[Position annotation records]
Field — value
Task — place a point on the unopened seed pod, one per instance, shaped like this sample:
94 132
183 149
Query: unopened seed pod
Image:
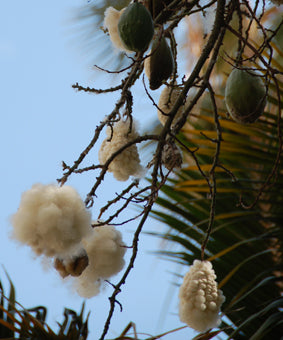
159 66
135 27
245 96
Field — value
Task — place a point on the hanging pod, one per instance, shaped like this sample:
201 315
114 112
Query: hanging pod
135 27
245 96
159 66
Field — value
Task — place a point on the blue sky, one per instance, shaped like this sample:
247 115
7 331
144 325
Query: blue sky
44 121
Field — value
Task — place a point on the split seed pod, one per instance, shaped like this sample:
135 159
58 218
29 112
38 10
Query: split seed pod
245 96
74 266
159 66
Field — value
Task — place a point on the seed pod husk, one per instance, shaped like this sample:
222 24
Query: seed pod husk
245 96
159 66
136 27
74 266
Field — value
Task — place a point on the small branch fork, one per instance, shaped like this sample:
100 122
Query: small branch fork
200 79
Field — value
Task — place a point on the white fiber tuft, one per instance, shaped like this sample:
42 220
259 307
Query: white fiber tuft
52 220
200 300
105 250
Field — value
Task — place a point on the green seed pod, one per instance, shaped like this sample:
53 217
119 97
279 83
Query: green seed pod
135 27
159 66
245 96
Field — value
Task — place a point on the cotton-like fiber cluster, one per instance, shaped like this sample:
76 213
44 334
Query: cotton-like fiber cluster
105 250
52 220
277 2
127 163
111 18
200 300
165 105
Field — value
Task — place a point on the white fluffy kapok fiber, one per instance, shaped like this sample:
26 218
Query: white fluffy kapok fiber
127 163
111 18
200 300
166 102
105 250
277 2
52 220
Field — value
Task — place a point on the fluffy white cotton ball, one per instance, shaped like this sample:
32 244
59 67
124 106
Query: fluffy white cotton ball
200 300
277 2
105 250
166 106
52 220
111 18
127 163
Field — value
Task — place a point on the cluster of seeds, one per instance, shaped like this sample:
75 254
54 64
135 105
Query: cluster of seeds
54 222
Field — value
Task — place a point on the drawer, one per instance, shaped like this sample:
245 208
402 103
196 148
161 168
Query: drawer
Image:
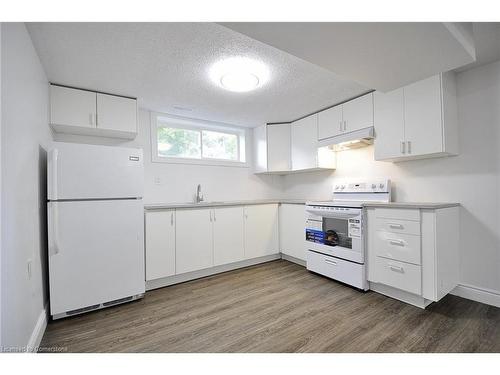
398 213
337 269
404 276
398 226
398 246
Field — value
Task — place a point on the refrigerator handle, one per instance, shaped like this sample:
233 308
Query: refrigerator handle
55 228
53 173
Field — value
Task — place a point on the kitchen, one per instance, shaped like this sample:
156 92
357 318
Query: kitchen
378 198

**INSTRUCTION:**
All of the material above should be reproduced exactly, except the pictures.

**RESULT FOR THIS TASK:**
Field — value
Task — place a point on the unopened seed pod, one per instance, shaped like this sample:
94 132
183 149
Query: unopened seed pod
Image:
159 66
135 27
245 96
Field — value
Task — place a point on the hanging pod, one per instance, shaped like this sample:
201 315
114 112
Query: hanging pod
135 27
245 96
159 66
Field — value
Task — place a point on the blue sky, one per instance, shaped like this sample:
247 115
7 331
144 325
Query: blue sky
44 121
Field — value
Task — place a point on the split seed pod, one per instance, shaped like this sample:
135 159
58 218
29 112
38 10
Query: split seed pod
245 96
74 266
159 66
Field — value
Task — place a point on the seed pod husk, one per instance, shaped like this sample:
222 24
Query: seed pod husk
245 96
159 66
136 27
74 266
Field — value
Task — place a point on the small branch fork, one per instance, shaped like this sample:
100 122
Query: small branch fork
200 79
Field — value
Task — place a point on the white fiber tuft, one per instance, shaped like this sample:
42 220
259 307
Query: white fiber tuft
52 220
200 300
105 250
Field — value
Task — place a point on the green seed pod, one per instance, shaped like this sample:
53 217
119 97
279 83
Query: green seed pod
135 27
159 66
245 96
Field — value
Task — place a point on the cotton-like fiber cluster, one per instance, shaped like this sample:
76 213
44 334
Query: cotton-like fiber cluster
105 250
52 220
277 2
127 163
111 18
200 300
165 105
Field — value
Task — place a point on the white fluffy kapok fiber, one per instance, shaped like this sample:
26 218
Query: white fluffy kapok fiber
127 163
111 18
200 300
166 102
105 250
277 2
52 220
Field — value
Task — place a point on the fluffy white cotton ball, one per instance, shaped like this sample:
32 244
59 67
124 106
Query: fluffy white cotton ball
200 300
277 2
105 250
166 106
52 220
111 18
127 163
Field — value
Task — place a point on the cluster of seeds, one per instance, shaped like this sample:
75 254
54 64
135 105
Query: cluster of seeds
54 222
Field — value
Task — place a point on the drawer, one per instance, shaped like this sample:
245 208
402 103
196 148
161 168
Query: drawer
Image:
398 213
337 269
404 276
398 226
398 246
Field — value
Task — place a point on the refrigerator handle, one per instance, shaped like this sample:
233 308
Query: refrigerator handle
55 228
53 173
Field — value
Task — place a point on the kitchen, one per instance, shaped like this sample:
156 92
357 318
Query: kitchen
378 198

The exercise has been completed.